Required work:
a. Transcribe the passage of the article on the detained Syrian blogger from "She kept three" to "writers have faced.".
b. According to the article on the detained Syrian blogger, on what date was Tal al-Mallouhi summoned for interrogation about her blog entries?

A 19-year-old high school student and blogger has been detained incommunicado by Syrian intelligence services for nine months, report the Arabic Network for Human Rights Information (ANHRI), Human Rights Watch and Reporters Without Borders (RSF). This year, both the Committee to Protect Journalists (CPJ) and Human Rights Watch commented that after a decade of rule by Syrian President Bashar al-Assad, conditions for free expression have not improved, with the government imprisoning critical reporters and carrying out Internet filtering.

On 27 December 2009, Tal al-Mallouhi was summoned for interrogation about her blog entries, and has been held without charge ever since. Members of state security confiscated her computer, CDs and books from her home. ANHRI has urged the President to reveal her detention location, release her or declare the charges against her and put her through a fair trial. In Cairo, police prevented ANHRI representatives and organisers of a demonstration outside the Syrian Embassy from delivering a letter to the Ambassador on 19 September calling for al-Mallouhi's release.

She kept three blogs in which she criticised Arab and Syrian international policy and the Union for the Mediterranean, a partnership between the European Union and Mediterranean basin countries. Syrian activists are concerned that she may have been detained over a poem she wrote criticising restrictions on freedom of expression in Syria.

At least five journalists and netizens are currently detained in Syria. In 2009, CPJ named Syria number three on a list of the 10 worst countries in which to be a blogger based on the arrests, harassments and restrictions that online writers have faced.

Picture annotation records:
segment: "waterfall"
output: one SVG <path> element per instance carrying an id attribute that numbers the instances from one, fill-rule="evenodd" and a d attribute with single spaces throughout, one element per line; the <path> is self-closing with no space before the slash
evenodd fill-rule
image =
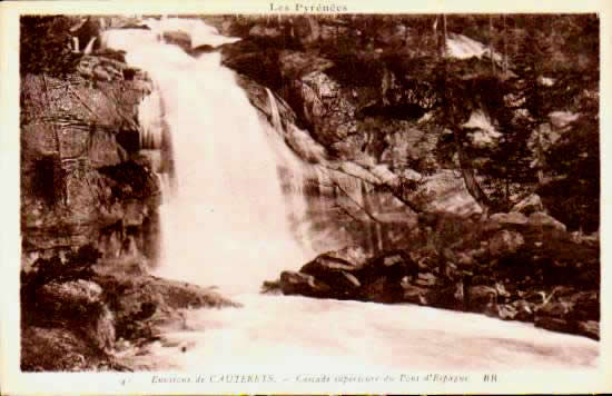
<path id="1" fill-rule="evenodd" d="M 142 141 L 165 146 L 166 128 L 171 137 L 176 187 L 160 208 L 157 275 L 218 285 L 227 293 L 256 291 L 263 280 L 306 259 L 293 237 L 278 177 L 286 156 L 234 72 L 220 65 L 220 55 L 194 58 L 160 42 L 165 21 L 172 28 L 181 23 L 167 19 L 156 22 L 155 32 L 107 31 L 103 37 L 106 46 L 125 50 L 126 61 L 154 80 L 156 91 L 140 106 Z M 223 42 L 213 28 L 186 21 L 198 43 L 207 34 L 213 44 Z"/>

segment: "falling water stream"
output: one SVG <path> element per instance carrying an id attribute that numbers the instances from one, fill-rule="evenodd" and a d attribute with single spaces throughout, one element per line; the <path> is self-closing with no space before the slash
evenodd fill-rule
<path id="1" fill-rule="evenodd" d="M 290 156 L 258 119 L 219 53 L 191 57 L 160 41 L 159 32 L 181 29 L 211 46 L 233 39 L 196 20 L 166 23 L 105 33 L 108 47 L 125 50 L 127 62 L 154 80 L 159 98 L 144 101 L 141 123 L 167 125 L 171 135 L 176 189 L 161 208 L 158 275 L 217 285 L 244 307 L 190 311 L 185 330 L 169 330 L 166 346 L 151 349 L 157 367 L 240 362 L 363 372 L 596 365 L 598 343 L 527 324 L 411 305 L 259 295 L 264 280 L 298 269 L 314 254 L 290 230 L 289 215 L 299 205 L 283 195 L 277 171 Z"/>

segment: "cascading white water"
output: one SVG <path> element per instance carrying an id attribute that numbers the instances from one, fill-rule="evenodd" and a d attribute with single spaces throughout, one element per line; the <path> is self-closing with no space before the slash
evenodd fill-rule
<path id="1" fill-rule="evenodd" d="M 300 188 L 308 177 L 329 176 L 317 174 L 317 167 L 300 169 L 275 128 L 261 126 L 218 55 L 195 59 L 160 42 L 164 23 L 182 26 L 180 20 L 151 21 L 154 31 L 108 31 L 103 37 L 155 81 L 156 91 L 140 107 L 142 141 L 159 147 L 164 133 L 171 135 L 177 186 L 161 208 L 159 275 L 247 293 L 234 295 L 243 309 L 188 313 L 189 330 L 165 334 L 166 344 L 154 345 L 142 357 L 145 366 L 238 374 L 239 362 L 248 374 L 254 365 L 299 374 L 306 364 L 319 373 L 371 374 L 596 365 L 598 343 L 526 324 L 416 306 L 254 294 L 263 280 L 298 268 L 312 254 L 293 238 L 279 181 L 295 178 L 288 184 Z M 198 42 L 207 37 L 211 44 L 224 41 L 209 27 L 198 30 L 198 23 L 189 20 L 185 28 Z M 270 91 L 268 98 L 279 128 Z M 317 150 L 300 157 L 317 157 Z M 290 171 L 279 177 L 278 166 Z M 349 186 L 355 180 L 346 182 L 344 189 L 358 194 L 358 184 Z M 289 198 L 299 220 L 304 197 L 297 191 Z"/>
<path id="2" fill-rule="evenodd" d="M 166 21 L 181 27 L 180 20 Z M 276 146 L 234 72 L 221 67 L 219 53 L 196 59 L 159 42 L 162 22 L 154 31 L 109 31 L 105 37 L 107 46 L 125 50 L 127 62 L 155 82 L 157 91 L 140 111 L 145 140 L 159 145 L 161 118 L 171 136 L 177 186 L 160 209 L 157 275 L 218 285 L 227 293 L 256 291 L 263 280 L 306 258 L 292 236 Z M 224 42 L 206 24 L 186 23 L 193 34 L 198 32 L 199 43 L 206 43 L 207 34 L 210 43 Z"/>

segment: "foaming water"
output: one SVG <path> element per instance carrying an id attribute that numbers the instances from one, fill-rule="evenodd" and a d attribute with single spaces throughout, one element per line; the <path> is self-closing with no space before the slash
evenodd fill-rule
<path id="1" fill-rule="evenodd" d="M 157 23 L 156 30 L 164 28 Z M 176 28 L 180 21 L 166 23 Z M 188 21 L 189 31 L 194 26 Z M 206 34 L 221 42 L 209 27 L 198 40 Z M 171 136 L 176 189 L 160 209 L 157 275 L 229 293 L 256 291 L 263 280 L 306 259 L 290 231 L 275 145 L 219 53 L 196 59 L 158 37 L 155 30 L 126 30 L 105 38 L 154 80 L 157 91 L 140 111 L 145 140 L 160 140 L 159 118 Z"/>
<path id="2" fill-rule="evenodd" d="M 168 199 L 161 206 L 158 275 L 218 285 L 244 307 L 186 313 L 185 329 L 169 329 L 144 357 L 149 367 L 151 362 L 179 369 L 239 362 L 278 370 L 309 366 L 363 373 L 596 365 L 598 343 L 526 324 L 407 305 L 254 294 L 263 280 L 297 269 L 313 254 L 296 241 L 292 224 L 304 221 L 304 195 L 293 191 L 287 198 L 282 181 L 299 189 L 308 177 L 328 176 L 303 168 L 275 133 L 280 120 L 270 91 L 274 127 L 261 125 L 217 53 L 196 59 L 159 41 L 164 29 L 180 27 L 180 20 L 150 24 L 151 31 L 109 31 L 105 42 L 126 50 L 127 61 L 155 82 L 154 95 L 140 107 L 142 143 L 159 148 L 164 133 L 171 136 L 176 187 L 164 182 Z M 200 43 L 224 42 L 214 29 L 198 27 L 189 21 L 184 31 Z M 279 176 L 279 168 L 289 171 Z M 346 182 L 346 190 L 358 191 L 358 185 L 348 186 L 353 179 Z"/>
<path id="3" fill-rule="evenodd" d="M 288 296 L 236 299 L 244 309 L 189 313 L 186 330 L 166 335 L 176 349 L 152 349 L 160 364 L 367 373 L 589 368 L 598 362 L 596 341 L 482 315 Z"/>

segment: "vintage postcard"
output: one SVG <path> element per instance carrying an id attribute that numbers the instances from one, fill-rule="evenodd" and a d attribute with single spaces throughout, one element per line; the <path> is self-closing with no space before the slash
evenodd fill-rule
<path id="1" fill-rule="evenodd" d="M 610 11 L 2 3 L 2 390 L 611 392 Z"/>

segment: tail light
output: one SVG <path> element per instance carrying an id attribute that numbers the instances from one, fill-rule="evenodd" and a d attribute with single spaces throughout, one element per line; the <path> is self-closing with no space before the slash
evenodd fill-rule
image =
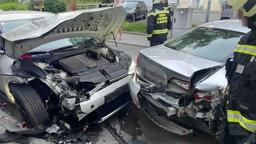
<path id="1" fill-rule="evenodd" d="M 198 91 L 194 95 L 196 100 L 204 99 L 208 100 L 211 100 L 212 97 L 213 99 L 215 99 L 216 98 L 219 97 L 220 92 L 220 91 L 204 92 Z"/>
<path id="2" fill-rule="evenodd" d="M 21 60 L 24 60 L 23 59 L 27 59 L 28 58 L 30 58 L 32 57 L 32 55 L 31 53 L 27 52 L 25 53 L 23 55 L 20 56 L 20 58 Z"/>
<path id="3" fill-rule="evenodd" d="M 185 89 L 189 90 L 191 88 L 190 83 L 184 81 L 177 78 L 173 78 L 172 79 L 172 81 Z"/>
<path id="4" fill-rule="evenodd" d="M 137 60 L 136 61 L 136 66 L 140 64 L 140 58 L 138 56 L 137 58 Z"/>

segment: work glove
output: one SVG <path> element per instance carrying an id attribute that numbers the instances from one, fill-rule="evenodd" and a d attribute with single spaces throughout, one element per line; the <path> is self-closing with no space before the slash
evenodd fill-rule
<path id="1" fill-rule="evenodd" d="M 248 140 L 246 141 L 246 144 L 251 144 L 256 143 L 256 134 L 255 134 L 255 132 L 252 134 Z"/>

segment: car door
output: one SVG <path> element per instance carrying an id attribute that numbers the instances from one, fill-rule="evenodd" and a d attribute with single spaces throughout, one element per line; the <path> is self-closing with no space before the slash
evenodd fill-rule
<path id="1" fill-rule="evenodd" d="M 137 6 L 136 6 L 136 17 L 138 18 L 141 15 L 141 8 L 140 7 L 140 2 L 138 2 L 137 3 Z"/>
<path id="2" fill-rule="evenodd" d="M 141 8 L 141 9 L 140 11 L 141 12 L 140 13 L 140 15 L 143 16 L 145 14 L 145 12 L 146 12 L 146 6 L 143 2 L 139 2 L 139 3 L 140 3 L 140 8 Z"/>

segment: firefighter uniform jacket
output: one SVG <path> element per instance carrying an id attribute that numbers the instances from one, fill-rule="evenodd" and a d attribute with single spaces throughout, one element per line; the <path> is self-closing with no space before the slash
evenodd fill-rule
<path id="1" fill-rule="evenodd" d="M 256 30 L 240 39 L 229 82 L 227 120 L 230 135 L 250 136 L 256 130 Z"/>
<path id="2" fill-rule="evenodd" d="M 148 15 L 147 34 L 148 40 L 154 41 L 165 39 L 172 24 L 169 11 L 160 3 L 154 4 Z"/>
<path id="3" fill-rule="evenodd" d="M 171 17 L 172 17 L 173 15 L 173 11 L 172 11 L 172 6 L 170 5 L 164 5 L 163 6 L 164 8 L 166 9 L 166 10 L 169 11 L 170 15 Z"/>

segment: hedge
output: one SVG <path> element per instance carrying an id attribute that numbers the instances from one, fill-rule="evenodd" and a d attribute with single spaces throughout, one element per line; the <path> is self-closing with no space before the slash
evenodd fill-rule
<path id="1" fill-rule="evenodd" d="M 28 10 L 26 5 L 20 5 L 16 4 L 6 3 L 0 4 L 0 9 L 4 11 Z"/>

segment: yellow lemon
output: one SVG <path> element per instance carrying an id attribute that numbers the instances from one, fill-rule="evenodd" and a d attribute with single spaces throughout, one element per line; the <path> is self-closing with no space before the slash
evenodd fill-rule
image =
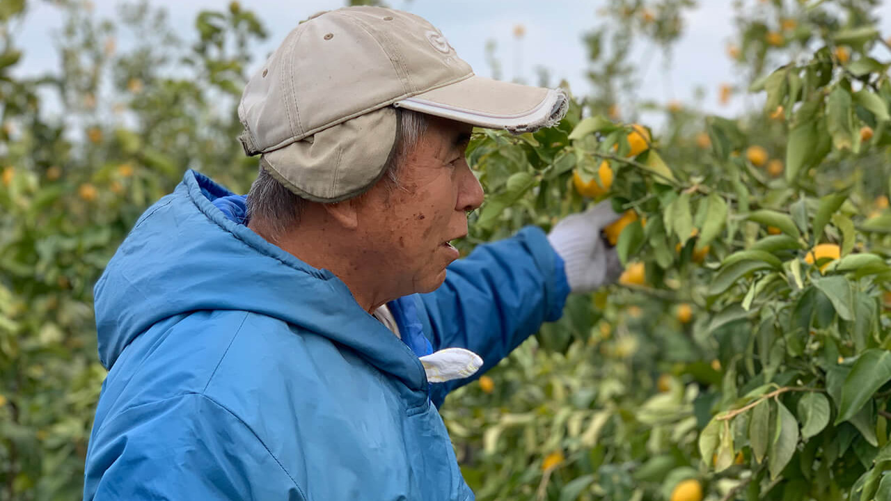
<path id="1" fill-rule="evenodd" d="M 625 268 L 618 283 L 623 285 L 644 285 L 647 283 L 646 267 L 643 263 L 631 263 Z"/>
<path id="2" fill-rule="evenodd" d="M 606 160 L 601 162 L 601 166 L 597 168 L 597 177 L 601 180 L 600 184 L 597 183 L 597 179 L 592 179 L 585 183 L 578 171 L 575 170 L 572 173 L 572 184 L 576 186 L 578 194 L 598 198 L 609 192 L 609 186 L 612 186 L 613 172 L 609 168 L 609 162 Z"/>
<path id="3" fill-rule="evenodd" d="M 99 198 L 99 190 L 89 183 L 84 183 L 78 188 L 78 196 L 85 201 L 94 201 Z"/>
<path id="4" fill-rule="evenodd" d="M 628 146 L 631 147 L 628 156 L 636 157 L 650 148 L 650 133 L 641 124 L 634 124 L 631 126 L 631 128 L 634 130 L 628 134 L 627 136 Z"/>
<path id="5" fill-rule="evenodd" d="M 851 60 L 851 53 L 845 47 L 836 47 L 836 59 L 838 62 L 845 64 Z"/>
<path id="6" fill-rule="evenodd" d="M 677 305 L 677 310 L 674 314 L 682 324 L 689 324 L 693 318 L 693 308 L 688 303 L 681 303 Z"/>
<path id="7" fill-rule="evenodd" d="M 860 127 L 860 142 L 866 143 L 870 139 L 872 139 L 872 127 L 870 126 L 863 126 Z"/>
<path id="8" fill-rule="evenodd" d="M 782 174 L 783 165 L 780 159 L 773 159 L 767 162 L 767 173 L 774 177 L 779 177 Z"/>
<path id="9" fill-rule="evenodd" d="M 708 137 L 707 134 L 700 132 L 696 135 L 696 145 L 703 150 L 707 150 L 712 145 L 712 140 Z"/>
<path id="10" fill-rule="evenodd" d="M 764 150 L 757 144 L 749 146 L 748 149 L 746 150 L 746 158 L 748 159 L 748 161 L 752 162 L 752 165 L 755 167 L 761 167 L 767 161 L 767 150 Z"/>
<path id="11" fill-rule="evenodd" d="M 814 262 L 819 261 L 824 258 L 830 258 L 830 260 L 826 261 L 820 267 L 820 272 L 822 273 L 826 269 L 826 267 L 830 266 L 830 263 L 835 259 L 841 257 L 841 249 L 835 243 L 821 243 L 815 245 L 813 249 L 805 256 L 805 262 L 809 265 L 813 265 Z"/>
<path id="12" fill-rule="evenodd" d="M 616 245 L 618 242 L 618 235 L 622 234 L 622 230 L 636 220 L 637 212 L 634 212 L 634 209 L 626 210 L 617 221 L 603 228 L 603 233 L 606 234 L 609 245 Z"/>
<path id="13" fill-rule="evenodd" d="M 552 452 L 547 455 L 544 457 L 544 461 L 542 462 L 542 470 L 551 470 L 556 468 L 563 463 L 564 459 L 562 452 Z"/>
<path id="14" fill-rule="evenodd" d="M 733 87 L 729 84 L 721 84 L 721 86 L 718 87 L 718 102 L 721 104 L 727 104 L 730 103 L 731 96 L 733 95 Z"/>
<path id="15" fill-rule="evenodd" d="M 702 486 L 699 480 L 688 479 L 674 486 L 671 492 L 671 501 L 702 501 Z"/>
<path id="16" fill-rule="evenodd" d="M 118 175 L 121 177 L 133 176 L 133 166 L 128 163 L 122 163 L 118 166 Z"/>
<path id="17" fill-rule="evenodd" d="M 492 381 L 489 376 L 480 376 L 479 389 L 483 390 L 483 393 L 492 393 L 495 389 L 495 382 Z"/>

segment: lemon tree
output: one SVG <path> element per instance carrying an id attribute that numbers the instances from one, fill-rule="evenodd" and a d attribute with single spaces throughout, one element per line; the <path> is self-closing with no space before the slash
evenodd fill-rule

Expected results:
a.
She kept three blogs in which she criticised Arab and Syrian international policy and the Union for the Mediterranean, a partnership between the European Union and Mediterranean basin countries. Syrian activists are concerned that she may have been detained over a poem she wrote criticising restrictions on freedom of expression in Syria.

At least five journalists and netizens are currently detained in Syria. In 2009, CPJ named Syria number three on a list of the 10 worst countries in which to be a blogger based on the arrests, harassments and restrictions that online writers have faced.

b. 27 December 2009